■ **PROVIDED TEXT**:

Why does global diplomacy seem to be dwindling right now, at a time when we need it the most? This was the question posed by the Harvard Social Impact Project to high school delegates participating in the 2020 Harvard Model UN Conference. Over 3000 students from all over the world came to discuss world issues and submit their innovative responses to this challenging prompt.
Winners are often the only ones who have their projects showcased, but who said we have to go with traditional norms? Here's my project, an essay, which I'm proud to share with the global community of young people.
The gist: the threat of global crises has developed a harmful "win-lose" mentality in global diplomacy
I TRUDGED BACK TO my seat in the General Assembly, with a myriad of papers and pens still clutched in my hand. The soft red glow of the dimly lit hall hid my shame. Our division from the Canadian National Debate Team had just lost against Team Netherlands, and we were officially out of the running to win the Europens Debate Championships.
I was competitive, and so was my team. We envisioned ourselves on the dazzling stage debating in the grand finals, and nothing was supposed to obstruct us from capturing that glorious supremacy above everyone else. We spent months investing our time and energy to train for this opportunity to represent Canada in Hamburg, Germany, at an international event. Team Canada had had spectacular debate results in the past. Needless to say, losing was never an option.
As trivial as my experience is compared to the realm of international politics, it highlights a striking challenge in global diplomacy: the mentality of winning and losing. At its core, the “win-lose” mentality is a form of self-defence for states against possible threats of aggression. It began in Renaissance Europe, where states were born in the hostile environment of frequent bloody wars fought with neighbours over quarrels. When monarchies began sending ambassadors on diplomatic missions, the game shifted from physical might to bargaining tactics and expansion of trade routes, and the winning and losing mentality lived on.

[Stored entries]
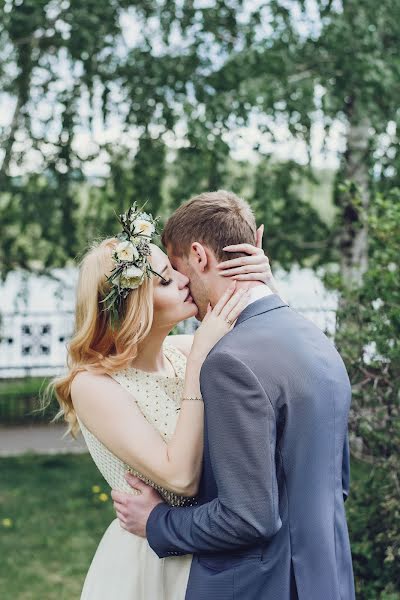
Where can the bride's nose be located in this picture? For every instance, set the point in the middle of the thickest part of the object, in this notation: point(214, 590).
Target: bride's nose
point(183, 281)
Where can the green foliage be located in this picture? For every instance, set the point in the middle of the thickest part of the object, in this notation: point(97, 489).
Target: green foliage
point(51, 506)
point(369, 322)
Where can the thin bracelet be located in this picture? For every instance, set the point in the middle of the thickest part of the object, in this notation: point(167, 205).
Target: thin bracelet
point(190, 398)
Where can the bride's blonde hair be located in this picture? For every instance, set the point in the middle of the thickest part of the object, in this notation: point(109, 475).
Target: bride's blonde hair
point(96, 345)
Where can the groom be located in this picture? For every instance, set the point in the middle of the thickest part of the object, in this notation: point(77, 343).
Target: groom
point(270, 522)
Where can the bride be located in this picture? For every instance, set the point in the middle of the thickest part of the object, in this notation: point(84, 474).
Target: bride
point(134, 391)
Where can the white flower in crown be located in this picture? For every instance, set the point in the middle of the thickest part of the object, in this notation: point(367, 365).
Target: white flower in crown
point(131, 278)
point(126, 251)
point(143, 226)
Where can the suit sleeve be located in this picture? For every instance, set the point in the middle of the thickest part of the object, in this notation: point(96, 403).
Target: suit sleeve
point(241, 429)
point(346, 468)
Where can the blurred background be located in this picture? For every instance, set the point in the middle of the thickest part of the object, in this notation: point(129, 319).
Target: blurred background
point(293, 105)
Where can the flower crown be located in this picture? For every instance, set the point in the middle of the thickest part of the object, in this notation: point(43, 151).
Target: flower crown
point(131, 257)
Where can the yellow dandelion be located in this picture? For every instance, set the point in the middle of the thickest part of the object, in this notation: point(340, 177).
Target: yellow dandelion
point(7, 522)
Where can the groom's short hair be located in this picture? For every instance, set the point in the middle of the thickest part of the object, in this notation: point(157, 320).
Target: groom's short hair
point(215, 219)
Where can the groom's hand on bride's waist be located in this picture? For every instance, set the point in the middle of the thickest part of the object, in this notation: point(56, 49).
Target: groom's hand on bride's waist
point(133, 511)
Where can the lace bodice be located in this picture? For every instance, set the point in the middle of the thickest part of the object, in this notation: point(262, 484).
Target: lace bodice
point(158, 397)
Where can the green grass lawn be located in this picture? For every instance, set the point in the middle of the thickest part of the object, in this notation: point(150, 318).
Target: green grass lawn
point(57, 523)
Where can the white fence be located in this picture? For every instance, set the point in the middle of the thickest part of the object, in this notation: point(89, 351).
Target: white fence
point(34, 344)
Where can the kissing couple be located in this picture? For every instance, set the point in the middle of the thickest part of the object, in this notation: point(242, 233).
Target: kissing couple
point(227, 451)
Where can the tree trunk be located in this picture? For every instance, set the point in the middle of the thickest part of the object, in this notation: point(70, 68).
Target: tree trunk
point(354, 202)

■ **EXERCISE REQUIREMENTS**:
1. Please repeat the diplomacy essay word for word from "Winners are often" up to and including "of young people.".
2. Carry on writing the diplomacy essay, picking up right after its final sentence.

■ **EXPECTED OUTPUTS**:
1.
Winners are often the only ones who have their projects showcased, but who said we have to go with traditional norms? Here's my project, an essay, which I'm proud to share with the global community of young people.

2.
States in the 21st century continue their ancestors’ traditions. Globalization is creating more opportunities for states to compete with one another through multinationals, foreign investment projects, and overall growing GDPs through expanding import and export markets. Economic competition also extends into the political sphere. A telling example is China’s infamous Belt and Road Initiative (BRI), which supports infrastructure development in Africa and some parts in Asia, such as Myanmar and Pakistan. In response, at the Asia-Pacific Economic Cooperation summit in Papua New Guinea in November 2019, U.S Vice President Mike Pence said to world leaders “Know that the United States offers a better option...When you partner with us, we partner with you, and we all prosper,” despite the U.S. provoking debt crises across South America and Asia in 1998, and during the financial crisis in 2008. The tug of war over the BRI is more than an effort to promote global development, it also appears to be a dispute over foreign influence.
The same competitive nature carries through in diplomatic contexts. The media and public often loosely adopts the term “win” or “loss” to describe diplomatic missions. For instance, in the wake of the trade war, the New York Times published an article titled “Trump gets his trade deal, China gets the win” reporting on the latest round of U.S-China trade talks.
Such a judging standard can pressure diplomatic officials to always take home a “win” for their country. With the fear of getting rebuked for making too many concessions, diplomats are sometimes incentivized, understandably, to err on the side of caution and prolong talks instead of reaching compromise. When time is abundant, this strategy is preferable for negotiating better terms and is often worth the effort.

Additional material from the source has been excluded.